▶ ACTIVITY
Go over the data and copy out each line with "below" in it.

☆ ☆ ☆ ☆ ☆

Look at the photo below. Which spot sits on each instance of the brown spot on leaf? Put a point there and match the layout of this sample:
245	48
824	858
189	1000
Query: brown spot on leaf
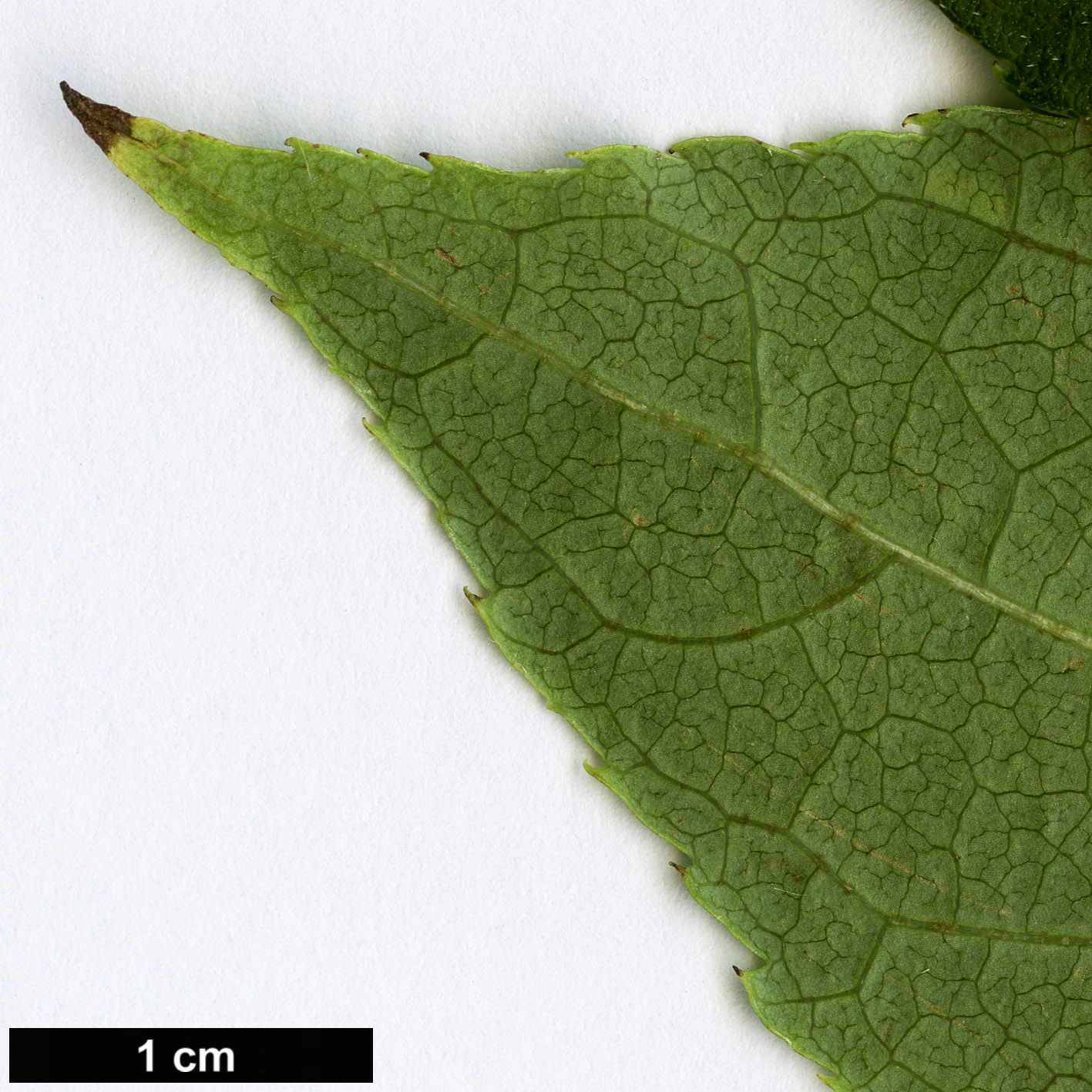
102	123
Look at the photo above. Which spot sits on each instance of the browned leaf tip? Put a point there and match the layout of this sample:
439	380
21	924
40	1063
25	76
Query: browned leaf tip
102	123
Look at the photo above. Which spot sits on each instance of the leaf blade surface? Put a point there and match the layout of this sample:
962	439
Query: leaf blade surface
773	469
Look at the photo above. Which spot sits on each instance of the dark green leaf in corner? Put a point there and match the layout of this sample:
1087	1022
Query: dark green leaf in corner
1044	49
777	472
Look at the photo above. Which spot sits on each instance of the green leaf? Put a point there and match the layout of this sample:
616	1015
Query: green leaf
1044	47
774	468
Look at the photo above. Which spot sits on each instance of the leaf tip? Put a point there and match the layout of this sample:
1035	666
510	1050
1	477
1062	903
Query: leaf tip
102	123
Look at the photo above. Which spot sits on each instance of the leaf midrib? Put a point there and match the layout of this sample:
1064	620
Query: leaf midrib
696	434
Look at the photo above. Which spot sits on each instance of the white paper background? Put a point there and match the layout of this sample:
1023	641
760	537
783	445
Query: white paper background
261	762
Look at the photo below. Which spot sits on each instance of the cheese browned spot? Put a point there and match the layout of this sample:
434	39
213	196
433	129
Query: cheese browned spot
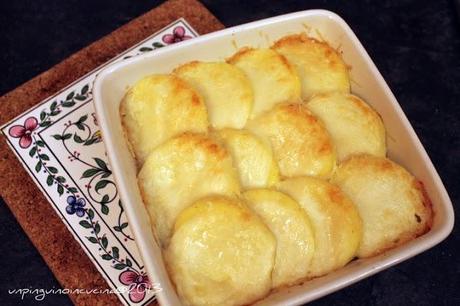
157	108
226	91
320	67
353	125
336	223
294	234
300	142
391	202
273	79
221	253
252	157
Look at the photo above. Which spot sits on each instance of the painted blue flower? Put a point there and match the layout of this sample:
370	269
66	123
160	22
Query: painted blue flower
75	206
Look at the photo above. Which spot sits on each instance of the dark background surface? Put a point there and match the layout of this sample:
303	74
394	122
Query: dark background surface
415	45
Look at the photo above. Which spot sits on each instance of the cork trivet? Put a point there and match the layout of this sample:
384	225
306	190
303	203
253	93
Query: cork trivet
64	256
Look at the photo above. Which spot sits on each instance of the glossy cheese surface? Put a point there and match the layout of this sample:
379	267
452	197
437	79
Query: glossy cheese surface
335	220
320	67
300	142
181	171
353	125
273	79
391	202
252	157
157	108
225	89
221	253
294	234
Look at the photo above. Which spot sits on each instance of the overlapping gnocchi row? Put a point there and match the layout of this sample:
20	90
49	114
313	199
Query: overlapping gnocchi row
265	170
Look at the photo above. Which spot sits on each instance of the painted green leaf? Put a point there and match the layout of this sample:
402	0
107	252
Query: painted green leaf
85	224
32	151
105	242
101	163
82	119
49	180
90	172
101	184
80	126
104	209
38	166
92	239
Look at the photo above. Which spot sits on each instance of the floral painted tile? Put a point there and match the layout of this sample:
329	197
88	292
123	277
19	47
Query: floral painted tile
59	143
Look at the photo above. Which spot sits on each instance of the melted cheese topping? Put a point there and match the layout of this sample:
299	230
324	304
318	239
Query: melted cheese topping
252	157
353	125
220	254
273	79
181	171
390	200
157	108
300	142
336	223
320	67
293	231
226	91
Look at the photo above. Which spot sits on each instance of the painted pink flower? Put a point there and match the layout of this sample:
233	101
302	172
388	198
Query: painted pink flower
23	132
177	36
138	284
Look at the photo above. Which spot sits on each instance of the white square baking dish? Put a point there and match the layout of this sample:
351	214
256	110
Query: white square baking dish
404	146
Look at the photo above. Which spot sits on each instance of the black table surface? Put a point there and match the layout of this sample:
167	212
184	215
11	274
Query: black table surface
414	43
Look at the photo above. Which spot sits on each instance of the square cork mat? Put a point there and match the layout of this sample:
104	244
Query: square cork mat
59	249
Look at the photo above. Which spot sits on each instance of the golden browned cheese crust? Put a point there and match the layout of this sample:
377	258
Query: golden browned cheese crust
221	253
226	90
293	231
336	223
300	142
252	157
353	125
273	79
390	200
179	172
320	67
157	108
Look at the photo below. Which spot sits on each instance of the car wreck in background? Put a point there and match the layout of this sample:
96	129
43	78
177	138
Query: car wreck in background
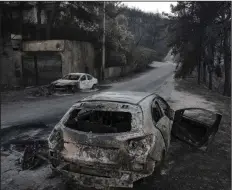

☆ ☆ ☆ ☆ ☆

▶ REPLY
Look at the photo below. Which spot sits on each instance of the brown spot on leaf? Put a point there and match the layout of this sample:
Look at the photo below. Which spot sits on each instance of the cheese browned spot? Put a point there and match the layout of this sample:
Look at the photo below. Which spot sits on each instance of the car wreck in background? Put a point there and match the layout of this sample:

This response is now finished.